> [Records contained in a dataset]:
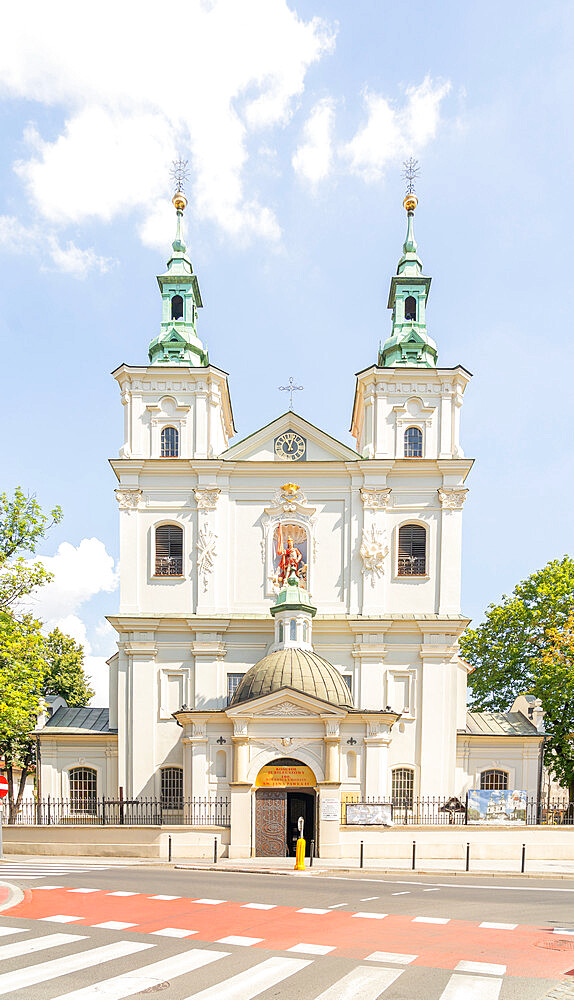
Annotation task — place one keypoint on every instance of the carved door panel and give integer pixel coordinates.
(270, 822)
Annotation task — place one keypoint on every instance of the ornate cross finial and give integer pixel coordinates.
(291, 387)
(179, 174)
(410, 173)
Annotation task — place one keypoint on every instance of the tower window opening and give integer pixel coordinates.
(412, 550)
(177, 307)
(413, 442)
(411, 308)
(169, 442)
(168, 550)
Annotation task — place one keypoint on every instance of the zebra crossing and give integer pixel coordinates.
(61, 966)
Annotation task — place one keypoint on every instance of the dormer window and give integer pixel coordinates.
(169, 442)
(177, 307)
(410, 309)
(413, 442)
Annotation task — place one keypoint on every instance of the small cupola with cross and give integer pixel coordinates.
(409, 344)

> [Exercise description]: Give again, word for word, every line from the one holding "cross and give integer pixel coordinates." to the end of the data.

> [Task result]:
Annotation task — place one keypoint on every instance of the small cupola with cross and give integer pixel coordinates.
(409, 344)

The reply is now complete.